■ Exercise instructions
Using the listing below, set down exactly the lines starting at the line that contains "Target: striped dish towel" and ending at the line that contains "x=467, y=34", both included, and no others.

■ Source information
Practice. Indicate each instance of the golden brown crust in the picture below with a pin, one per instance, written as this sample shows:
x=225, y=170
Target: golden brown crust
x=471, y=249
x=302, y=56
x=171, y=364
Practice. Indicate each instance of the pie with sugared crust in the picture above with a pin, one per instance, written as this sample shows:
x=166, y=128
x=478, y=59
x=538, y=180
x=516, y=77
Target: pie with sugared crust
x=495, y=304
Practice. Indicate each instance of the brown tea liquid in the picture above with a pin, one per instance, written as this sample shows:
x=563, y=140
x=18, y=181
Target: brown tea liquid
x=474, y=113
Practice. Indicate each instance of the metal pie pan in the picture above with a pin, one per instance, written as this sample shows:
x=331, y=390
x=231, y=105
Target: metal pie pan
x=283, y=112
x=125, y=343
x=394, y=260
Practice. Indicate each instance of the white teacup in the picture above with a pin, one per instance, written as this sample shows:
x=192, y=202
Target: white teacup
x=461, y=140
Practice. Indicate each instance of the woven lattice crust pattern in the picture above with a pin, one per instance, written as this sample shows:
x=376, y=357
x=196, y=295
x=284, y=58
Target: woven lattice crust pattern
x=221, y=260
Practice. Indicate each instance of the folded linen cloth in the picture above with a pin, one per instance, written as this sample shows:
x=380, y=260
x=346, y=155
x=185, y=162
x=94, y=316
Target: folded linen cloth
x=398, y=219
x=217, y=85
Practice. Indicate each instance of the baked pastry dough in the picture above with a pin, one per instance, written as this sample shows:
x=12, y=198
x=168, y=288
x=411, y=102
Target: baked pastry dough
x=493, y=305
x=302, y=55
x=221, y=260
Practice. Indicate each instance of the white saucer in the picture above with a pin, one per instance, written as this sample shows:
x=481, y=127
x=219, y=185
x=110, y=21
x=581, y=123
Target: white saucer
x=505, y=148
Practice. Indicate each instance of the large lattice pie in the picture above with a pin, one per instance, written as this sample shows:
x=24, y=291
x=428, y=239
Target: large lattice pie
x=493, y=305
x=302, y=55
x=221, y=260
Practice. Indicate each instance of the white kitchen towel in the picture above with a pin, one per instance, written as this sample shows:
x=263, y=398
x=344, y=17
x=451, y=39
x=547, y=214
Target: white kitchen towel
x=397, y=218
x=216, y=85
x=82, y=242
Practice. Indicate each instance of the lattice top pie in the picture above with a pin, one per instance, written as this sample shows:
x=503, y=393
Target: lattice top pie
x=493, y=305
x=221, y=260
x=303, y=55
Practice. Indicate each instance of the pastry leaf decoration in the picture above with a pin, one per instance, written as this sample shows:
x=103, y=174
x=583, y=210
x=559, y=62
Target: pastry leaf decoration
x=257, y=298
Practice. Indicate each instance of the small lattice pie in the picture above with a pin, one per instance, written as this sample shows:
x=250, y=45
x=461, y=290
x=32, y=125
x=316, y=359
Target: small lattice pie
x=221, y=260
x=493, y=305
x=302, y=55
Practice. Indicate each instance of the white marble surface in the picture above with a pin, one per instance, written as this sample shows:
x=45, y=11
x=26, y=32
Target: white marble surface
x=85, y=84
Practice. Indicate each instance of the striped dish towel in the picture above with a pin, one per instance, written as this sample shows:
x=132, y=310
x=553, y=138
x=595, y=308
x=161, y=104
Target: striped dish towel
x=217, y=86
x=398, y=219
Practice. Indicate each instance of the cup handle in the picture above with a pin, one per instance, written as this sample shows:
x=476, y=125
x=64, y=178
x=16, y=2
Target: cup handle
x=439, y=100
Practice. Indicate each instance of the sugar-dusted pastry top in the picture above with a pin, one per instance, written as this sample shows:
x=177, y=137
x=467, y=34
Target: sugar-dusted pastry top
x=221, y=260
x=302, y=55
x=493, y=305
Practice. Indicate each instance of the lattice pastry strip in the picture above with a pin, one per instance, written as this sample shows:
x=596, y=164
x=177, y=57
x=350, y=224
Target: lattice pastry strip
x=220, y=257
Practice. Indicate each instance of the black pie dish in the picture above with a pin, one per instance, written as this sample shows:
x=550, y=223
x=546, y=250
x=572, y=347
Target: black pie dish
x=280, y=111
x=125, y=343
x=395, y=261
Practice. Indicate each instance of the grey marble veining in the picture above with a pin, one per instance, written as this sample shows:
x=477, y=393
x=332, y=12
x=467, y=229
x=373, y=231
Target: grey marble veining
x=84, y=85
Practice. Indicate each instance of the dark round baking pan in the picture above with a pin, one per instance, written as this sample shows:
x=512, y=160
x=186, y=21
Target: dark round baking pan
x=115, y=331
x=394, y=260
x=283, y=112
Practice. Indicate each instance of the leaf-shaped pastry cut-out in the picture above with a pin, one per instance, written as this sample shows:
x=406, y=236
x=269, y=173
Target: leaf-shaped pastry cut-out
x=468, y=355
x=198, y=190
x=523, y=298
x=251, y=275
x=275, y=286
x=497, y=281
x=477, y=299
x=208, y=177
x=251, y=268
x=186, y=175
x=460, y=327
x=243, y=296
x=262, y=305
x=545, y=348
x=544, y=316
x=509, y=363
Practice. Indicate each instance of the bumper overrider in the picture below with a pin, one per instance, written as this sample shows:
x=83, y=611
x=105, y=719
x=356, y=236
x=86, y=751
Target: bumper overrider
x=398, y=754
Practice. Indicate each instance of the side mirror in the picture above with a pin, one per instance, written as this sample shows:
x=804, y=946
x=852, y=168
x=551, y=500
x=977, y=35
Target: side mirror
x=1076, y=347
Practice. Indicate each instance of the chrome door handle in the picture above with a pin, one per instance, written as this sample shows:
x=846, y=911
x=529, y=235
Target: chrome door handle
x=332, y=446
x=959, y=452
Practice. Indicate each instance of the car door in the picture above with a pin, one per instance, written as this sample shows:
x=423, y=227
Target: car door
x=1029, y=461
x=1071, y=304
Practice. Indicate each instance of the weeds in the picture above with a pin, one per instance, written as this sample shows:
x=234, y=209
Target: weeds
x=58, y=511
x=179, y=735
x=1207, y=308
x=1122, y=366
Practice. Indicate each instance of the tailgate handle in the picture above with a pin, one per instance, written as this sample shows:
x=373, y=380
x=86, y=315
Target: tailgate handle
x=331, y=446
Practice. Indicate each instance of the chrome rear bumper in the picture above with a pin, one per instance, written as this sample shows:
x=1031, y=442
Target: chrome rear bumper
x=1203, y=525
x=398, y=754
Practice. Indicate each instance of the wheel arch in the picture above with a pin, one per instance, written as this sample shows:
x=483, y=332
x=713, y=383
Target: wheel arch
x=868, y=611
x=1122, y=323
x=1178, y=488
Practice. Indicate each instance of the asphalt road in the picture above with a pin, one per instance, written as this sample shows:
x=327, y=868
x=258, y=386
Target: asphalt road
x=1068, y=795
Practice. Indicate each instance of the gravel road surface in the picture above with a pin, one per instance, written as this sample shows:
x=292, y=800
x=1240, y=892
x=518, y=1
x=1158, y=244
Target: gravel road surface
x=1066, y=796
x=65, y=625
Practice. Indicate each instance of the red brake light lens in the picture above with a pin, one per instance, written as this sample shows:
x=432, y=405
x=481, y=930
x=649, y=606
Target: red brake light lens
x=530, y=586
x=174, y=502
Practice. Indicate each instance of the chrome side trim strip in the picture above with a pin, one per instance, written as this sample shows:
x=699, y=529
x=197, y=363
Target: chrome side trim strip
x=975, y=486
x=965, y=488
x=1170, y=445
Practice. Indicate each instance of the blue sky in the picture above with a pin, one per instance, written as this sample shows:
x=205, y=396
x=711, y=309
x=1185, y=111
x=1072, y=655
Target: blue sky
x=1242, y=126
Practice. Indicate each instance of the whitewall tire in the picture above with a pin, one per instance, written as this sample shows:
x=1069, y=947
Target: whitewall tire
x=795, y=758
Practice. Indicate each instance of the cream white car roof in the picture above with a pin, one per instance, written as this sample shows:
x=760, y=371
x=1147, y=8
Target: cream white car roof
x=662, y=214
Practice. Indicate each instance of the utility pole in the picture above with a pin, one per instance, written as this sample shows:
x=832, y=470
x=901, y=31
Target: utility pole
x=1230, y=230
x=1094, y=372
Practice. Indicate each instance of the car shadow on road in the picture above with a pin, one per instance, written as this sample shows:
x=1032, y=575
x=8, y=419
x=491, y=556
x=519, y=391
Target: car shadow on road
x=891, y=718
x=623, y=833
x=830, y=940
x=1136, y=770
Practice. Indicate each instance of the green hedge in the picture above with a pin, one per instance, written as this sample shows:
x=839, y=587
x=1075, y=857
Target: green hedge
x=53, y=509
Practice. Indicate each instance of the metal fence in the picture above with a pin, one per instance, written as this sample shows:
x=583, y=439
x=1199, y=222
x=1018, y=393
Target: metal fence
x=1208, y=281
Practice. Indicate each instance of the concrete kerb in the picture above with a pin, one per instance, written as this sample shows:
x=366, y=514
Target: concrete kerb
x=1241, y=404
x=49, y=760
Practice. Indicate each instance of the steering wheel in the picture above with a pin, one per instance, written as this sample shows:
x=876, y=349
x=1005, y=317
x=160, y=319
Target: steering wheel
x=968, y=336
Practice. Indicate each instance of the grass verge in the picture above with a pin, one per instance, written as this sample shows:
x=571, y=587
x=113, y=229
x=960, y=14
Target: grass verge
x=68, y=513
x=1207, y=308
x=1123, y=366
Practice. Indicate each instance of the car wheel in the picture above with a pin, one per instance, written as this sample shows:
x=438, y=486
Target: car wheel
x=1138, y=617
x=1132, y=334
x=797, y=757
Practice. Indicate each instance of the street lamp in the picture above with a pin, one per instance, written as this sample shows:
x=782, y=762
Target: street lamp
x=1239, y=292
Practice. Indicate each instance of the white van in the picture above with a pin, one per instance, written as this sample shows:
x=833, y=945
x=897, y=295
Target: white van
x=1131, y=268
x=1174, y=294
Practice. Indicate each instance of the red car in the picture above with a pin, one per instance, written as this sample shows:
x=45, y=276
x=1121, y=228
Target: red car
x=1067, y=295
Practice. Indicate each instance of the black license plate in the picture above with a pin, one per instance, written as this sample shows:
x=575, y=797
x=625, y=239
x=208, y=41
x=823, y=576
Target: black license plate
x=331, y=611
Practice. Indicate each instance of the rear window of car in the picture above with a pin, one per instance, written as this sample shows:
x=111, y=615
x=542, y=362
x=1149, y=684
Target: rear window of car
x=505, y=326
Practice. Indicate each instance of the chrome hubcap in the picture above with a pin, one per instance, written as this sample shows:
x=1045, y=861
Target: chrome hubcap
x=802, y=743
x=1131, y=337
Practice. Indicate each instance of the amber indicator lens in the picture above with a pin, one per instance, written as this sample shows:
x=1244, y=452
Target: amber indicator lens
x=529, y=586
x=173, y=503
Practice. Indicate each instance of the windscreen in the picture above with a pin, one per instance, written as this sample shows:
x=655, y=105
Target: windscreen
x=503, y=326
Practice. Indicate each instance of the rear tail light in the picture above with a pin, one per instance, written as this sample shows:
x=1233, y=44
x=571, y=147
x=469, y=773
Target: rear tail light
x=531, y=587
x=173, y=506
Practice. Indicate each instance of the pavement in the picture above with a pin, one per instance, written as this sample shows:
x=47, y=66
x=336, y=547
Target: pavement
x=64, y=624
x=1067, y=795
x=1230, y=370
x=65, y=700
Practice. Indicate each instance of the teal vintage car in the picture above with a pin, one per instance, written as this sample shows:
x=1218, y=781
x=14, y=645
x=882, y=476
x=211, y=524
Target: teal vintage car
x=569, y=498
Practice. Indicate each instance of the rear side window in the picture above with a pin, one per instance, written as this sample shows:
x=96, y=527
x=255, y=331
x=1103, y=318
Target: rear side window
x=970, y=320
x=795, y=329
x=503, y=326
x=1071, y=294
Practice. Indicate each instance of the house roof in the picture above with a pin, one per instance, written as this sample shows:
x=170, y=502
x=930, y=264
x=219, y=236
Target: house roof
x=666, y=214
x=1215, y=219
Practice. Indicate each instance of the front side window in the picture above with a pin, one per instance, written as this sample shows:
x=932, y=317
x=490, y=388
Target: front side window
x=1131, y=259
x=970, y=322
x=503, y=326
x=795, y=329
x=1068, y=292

■ Solution to this problem
Target: striped dish towel
x=217, y=86
x=398, y=219
Practice. Indicate each instance of the cup handle in the picture above with a pin, one per instance, written as this sample shows:
x=476, y=125
x=64, y=178
x=16, y=2
Target: cup handle
x=439, y=100
Practice. Indicate each instance of the sugar-dusted pastry top in the picture above with a pin, one per instance, written as this sample shows:
x=177, y=137
x=467, y=34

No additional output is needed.